■ **Check your understanding**
- a) In the statements on Black youth suicide, what former job does Eddie Bernice Johnson say she held?
- b) Continue the statements on Black youth suicide past the last sentence shown.

■ **Document section**
□ □ □ □ □

As a former chief psychiatric nurse, I am deeply concerned that suicide is the second leading cause of death among all Black American children between ten to nineteen years old. We can no longer be silent while our children struggle with mental illnesses and lack of accessible care,” said Texas Congresswoman Eddie Bernice Johnson. “We must educate our families and advance the resources needed to effectively address mental health in our communities. I look forward to the work ahead based on the evidence-based recommendations of this report.”

“For almost 3 decades, more and more Black children and teens have attempted suicide,” said California Rep. Barbara Lee. “The rate of Black girls attempting suicide is outpacing their peers and Black boys are attempting suicide often with more lethal means. We owe it to our young people to take them seriously and find unique, culturally responsive solutions to address this crisis.

“Black children face trauma and racial stigmas that are leading to devastating consequences,” said Congressman Missouri Emanuel Cleaver. As the CBC continues to search for solutions to address the growing rates of youth suicide in our communities, this report is an important first step in addressing the issue. I want to thank Rep Watson Coleman for her tireless efforts to combat this troubling trend. Our children are our most valuable resource, and we must do more to ensure they’re getting the help they need.”

□ □ □ □ □

■ **Information supplied**
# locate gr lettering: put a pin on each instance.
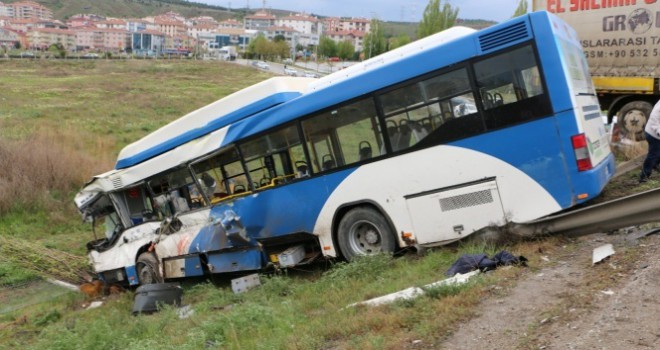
(554, 6)
(614, 23)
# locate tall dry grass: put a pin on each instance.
(42, 170)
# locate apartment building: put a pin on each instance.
(309, 28)
(42, 38)
(28, 10)
(4, 10)
(261, 20)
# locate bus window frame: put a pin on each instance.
(381, 117)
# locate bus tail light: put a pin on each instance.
(581, 152)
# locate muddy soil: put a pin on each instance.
(569, 303)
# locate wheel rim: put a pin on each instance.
(146, 275)
(365, 238)
(634, 121)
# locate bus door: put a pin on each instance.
(451, 213)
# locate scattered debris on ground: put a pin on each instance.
(570, 303)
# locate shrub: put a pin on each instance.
(40, 171)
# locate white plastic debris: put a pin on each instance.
(63, 284)
(602, 252)
(414, 292)
(185, 312)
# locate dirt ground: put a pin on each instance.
(570, 303)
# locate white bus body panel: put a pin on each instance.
(124, 252)
(201, 117)
(456, 212)
(389, 181)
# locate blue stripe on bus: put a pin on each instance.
(556, 79)
(413, 65)
(211, 126)
(299, 205)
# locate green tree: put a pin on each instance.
(281, 49)
(259, 46)
(327, 47)
(521, 9)
(399, 41)
(345, 50)
(436, 20)
(375, 42)
(57, 50)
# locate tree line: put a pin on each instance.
(437, 17)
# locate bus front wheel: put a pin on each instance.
(632, 119)
(147, 269)
(364, 231)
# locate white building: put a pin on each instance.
(309, 28)
(4, 10)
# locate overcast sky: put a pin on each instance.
(388, 10)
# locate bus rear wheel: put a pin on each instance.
(364, 231)
(632, 119)
(147, 269)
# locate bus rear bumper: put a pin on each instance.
(590, 183)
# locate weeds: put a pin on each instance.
(363, 268)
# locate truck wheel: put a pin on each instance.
(632, 119)
(364, 231)
(147, 269)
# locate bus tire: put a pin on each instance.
(147, 269)
(632, 119)
(364, 231)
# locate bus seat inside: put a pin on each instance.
(365, 151)
(328, 162)
(302, 168)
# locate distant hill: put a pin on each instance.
(63, 9)
(394, 29)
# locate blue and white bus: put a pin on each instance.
(424, 145)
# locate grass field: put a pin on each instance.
(62, 122)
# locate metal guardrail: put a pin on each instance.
(632, 210)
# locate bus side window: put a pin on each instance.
(344, 136)
(135, 204)
(220, 176)
(422, 107)
(271, 159)
(511, 88)
(172, 191)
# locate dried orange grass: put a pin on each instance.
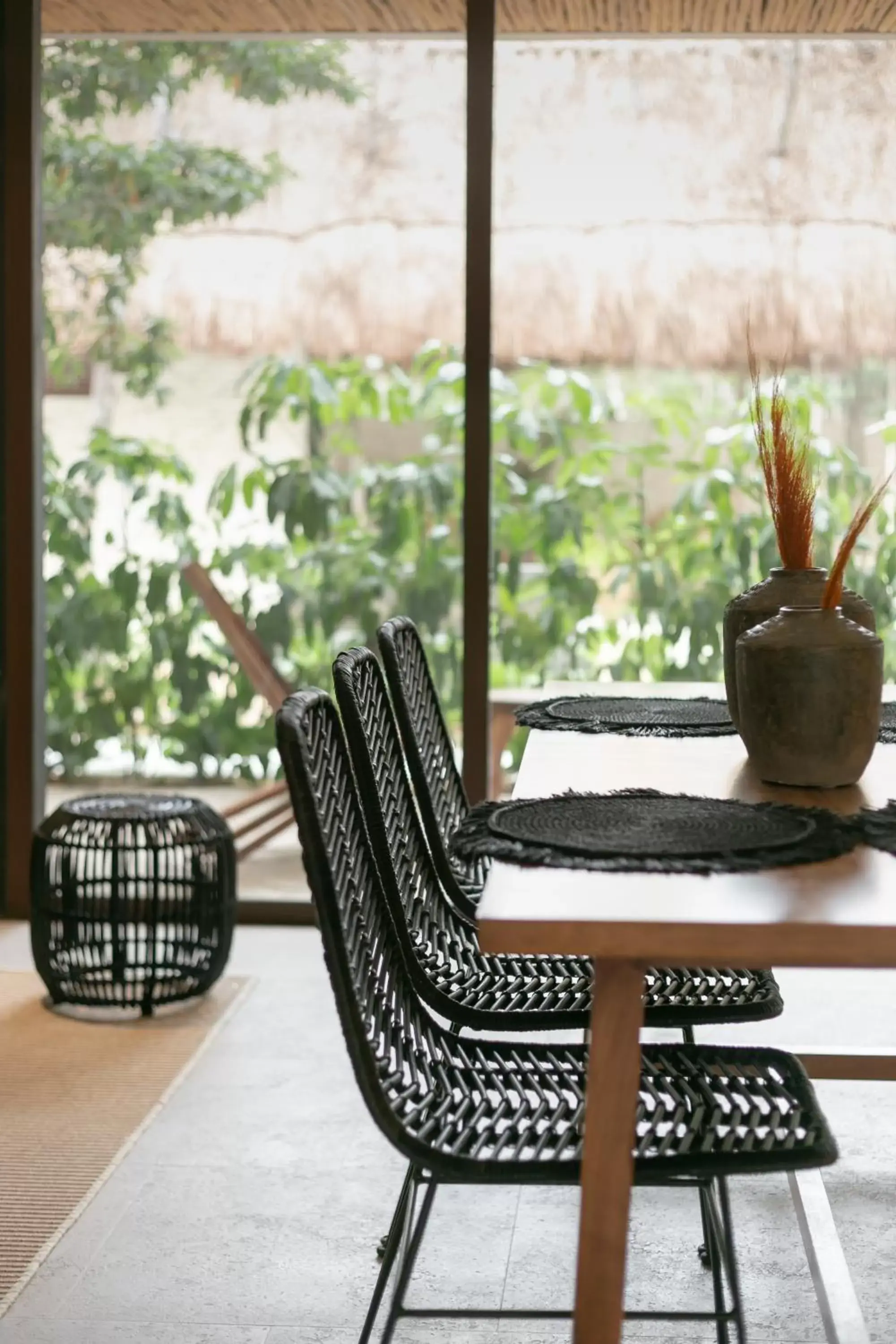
(835, 585)
(789, 480)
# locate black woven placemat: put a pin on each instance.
(649, 717)
(646, 831)
(630, 717)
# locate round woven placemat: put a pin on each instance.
(645, 831)
(634, 717)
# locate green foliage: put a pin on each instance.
(104, 199)
(589, 577)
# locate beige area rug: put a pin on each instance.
(74, 1097)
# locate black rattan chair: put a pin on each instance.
(450, 974)
(431, 757)
(482, 1112)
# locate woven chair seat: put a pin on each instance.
(456, 978)
(487, 1111)
(481, 1108)
(562, 986)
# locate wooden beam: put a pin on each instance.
(248, 648)
(477, 440)
(22, 642)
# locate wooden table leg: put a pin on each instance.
(614, 1072)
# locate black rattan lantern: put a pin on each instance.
(134, 900)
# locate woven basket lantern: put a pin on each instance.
(134, 900)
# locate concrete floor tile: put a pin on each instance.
(258, 1195)
(248, 1246)
(464, 1256)
(121, 1332)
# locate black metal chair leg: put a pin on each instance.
(715, 1262)
(731, 1260)
(383, 1242)
(703, 1249)
(390, 1250)
(412, 1252)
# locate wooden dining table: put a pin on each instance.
(835, 914)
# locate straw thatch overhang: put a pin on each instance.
(516, 18)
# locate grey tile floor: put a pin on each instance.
(249, 1211)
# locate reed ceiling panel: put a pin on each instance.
(739, 18)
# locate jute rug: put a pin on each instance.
(74, 1097)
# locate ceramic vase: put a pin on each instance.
(809, 690)
(782, 588)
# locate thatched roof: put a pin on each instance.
(648, 198)
(448, 17)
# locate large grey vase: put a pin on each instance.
(782, 588)
(809, 687)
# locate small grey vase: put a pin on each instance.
(809, 687)
(782, 588)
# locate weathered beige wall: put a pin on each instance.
(648, 195)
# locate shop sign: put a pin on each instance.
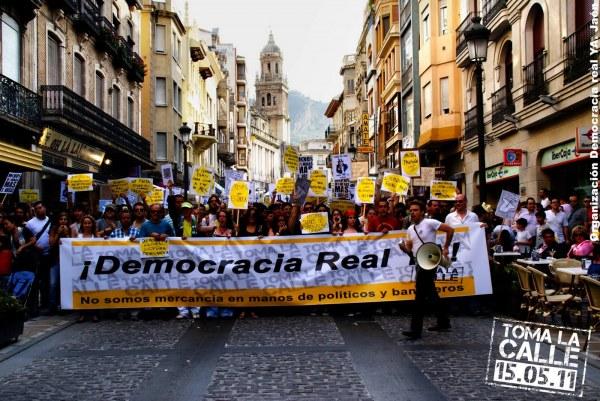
(500, 172)
(66, 146)
(584, 139)
(364, 129)
(560, 154)
(513, 157)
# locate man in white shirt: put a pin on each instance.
(544, 200)
(422, 231)
(557, 220)
(528, 213)
(39, 227)
(461, 215)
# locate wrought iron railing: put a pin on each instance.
(535, 79)
(577, 48)
(60, 102)
(502, 104)
(19, 104)
(491, 8)
(461, 42)
(471, 123)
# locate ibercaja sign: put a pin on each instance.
(537, 356)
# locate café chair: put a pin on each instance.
(565, 282)
(592, 290)
(529, 295)
(546, 304)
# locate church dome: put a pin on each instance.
(271, 47)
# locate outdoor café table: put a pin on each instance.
(573, 272)
(506, 255)
(542, 264)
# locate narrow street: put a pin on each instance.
(270, 358)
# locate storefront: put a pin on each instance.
(500, 177)
(567, 170)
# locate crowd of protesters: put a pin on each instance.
(552, 226)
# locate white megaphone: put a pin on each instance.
(429, 256)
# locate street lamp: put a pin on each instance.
(185, 132)
(477, 38)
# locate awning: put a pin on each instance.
(20, 156)
(55, 171)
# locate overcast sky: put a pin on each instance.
(313, 35)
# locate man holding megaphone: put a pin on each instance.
(420, 233)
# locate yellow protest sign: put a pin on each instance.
(141, 186)
(29, 195)
(285, 186)
(395, 183)
(318, 183)
(80, 182)
(202, 181)
(118, 187)
(443, 190)
(365, 190)
(149, 247)
(156, 196)
(342, 205)
(313, 223)
(291, 159)
(238, 195)
(410, 163)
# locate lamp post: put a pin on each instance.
(477, 38)
(185, 131)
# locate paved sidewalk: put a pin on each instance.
(36, 330)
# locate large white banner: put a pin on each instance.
(295, 270)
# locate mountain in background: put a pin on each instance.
(307, 119)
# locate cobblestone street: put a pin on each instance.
(270, 358)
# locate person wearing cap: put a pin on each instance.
(108, 223)
(187, 226)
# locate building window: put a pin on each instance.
(176, 97)
(407, 50)
(161, 92)
(116, 102)
(130, 112)
(176, 47)
(444, 96)
(425, 25)
(161, 146)
(79, 75)
(408, 116)
(54, 64)
(443, 17)
(159, 38)
(99, 98)
(427, 100)
(385, 22)
(11, 48)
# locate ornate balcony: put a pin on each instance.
(86, 17)
(64, 107)
(502, 104)
(19, 105)
(577, 52)
(535, 79)
(471, 123)
(461, 42)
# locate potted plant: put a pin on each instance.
(12, 318)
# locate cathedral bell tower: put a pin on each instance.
(272, 91)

□ □ □ □ □

■ **Answers by item number**
- a) She was a chief psychiatric nurse.

- b)
“Suicide and mental health has long been an unspoken stigma in the African American community, but at a time when our children are facing a suicide rate that is far outpacing their peers, it is our moral duty to bring this difficult issue to light and ensure our children receive the support they desperately need,” said Florida Congressman Alcee L. Hastings.“Mental health is certainly not exempt from the devastating racial health disparities we see across our entire healthcare system. That is why, in August, I held a Congressional Roundtable in my district, examining how the State of Florida addresses mental health and suicide issues in our schools and communities. I am proud to join Congresswoman Bonnie Watson Coleman and the entire CBC Emergency Taskforce in publishing this final report and introducing a comprehensive bill, the Pursuing Equity in Mental Health Act of 2019, to combat the worsening mental health crisis among our children.”

The working group, comprised of mental health professionals, social workers, educators, academics and advocacy leaders, examined research from the academic community and testimony from advocates, doctors, members of the clergy, and students in compiling this report. In addition to presenting a range of findings on the state of Black youth mental health, the report offers evidence-based strategies to get resources and mental health assistance to Black youth and includes specific resources available to families right now.

Alongside the report, Congresswoman Watson Coleman announced the pending introduction of a comprehensive legislative package aimed at addressing youth mental health — in communities of color and well beyond. The Pursuing Equity in Mental Health Act of 2019 will:

· include new and existing legislative proposals to increase the amount of research relating to Black youth mental health and suicide through the National Institutes of Health and the National Institute of Mental Health, particularly research undertaken by minority researchers;

· promote training to students, parents, teachers, and other school staff to identify and screen for signs of trauma, mental health disorders, and risk of suicide;

· increase funding for and directing the National Institute on Minority Health and Health Disparities (NIMHD) to study mental health disparities in racial and ethnic minority groups;

· prohibit federal funds from being used for conversion therapy and prohibits SAMHSA grants to states that continue to allow such practices.